**What is being asked**
Please report every line in the entries that contains the string "below".

══ Exercise data ══

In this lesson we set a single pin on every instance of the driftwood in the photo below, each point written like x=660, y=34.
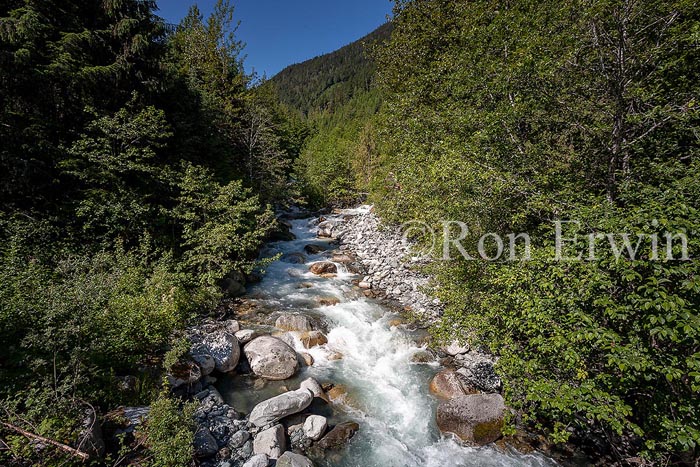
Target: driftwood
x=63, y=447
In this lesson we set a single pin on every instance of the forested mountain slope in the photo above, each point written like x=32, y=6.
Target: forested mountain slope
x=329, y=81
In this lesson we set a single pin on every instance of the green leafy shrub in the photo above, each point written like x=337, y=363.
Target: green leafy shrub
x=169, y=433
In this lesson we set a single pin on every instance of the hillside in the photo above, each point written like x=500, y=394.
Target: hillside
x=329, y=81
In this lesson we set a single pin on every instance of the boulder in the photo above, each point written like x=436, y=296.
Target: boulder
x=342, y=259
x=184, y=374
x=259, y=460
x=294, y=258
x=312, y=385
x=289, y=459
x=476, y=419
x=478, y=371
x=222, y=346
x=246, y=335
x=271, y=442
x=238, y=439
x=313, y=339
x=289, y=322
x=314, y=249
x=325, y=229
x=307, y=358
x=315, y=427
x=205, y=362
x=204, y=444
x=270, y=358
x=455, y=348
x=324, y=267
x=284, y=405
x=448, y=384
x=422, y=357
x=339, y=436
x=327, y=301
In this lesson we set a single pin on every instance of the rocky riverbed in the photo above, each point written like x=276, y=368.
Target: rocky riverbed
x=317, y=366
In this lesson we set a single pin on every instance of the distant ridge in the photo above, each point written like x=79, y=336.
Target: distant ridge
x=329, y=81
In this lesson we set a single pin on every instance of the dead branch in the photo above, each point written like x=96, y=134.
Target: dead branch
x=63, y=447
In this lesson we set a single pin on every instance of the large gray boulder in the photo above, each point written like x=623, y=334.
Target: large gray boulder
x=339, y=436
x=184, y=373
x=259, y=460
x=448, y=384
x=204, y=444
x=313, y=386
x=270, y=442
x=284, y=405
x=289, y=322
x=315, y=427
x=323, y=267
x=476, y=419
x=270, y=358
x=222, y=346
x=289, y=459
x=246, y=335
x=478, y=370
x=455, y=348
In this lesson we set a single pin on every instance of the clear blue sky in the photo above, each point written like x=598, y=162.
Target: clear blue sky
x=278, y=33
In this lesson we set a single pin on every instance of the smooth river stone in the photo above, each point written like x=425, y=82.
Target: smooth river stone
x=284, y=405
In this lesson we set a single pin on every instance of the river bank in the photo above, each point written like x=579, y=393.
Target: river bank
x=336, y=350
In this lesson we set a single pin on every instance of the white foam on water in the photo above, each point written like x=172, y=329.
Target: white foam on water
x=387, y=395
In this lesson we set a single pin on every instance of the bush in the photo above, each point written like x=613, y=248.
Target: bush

═══
══ Exercise data ══

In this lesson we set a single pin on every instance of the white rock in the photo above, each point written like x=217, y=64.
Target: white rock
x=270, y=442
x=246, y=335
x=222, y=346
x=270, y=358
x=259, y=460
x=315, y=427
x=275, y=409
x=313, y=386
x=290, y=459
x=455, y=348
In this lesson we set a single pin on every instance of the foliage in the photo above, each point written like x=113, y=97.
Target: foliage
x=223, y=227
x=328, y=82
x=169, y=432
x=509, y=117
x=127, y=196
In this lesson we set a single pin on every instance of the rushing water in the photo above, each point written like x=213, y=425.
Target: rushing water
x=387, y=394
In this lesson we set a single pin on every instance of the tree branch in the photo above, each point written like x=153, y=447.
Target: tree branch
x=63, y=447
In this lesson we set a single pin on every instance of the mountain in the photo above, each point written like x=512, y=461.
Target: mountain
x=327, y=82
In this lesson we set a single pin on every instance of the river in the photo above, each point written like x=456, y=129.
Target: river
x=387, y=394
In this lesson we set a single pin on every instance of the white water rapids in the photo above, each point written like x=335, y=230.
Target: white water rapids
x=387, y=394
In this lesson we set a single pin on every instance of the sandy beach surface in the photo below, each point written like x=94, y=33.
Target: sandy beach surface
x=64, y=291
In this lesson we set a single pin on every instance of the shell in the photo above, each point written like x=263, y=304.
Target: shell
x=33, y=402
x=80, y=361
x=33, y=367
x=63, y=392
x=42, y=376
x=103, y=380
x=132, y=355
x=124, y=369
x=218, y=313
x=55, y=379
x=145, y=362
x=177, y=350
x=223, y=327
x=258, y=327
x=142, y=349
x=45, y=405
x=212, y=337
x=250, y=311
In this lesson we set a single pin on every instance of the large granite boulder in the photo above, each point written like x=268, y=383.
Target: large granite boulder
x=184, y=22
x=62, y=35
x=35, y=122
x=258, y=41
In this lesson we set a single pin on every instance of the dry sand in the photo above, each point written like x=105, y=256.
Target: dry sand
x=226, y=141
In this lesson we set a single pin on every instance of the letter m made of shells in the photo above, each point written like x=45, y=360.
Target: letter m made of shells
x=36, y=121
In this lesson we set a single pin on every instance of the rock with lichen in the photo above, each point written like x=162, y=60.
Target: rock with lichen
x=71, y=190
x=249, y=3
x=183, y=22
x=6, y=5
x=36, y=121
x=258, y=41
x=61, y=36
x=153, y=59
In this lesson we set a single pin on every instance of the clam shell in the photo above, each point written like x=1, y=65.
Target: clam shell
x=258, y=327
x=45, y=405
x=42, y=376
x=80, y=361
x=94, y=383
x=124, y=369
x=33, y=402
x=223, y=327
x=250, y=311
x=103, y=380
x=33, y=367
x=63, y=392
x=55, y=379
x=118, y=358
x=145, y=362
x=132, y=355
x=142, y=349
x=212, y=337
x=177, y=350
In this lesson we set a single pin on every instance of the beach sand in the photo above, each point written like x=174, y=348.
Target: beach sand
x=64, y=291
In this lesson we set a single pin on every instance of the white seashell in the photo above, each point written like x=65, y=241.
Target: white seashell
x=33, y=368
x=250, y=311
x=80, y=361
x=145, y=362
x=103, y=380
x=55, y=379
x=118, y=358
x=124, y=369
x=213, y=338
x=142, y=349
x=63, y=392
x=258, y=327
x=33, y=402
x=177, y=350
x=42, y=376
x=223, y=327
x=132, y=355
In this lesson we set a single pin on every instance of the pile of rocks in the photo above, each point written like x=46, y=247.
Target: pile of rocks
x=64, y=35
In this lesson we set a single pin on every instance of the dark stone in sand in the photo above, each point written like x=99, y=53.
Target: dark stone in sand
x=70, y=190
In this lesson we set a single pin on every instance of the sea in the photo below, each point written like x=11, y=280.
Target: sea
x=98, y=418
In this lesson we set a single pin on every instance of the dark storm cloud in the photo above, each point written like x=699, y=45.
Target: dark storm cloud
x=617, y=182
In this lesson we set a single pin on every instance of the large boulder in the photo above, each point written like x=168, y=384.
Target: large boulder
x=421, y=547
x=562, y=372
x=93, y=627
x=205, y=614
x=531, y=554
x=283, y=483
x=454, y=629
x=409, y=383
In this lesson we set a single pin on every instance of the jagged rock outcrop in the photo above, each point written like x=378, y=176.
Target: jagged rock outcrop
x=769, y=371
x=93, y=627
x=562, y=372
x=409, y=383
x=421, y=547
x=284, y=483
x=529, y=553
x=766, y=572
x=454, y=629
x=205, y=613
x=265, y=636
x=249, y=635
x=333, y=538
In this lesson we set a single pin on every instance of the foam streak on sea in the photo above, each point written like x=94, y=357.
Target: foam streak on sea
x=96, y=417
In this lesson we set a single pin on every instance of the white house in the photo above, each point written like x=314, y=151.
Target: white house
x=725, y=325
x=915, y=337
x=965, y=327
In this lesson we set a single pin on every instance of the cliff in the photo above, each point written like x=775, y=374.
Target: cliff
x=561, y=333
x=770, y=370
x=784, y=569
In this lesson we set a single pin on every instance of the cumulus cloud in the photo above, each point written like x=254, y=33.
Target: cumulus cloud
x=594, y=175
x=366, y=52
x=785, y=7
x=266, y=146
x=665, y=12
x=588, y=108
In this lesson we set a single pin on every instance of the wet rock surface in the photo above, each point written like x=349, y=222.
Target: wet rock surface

═══

**Response box**
In this lesson we set a single pin on every instance of the driftwood in the photo below, each point written like x=660, y=34.
In this lesson we set a single pin on every instance of the sandy beach surface in the photo below, each point written like x=94, y=33.
In this lesson we set a single pin on every instance of the sea in the photo below, each point written like x=11, y=280.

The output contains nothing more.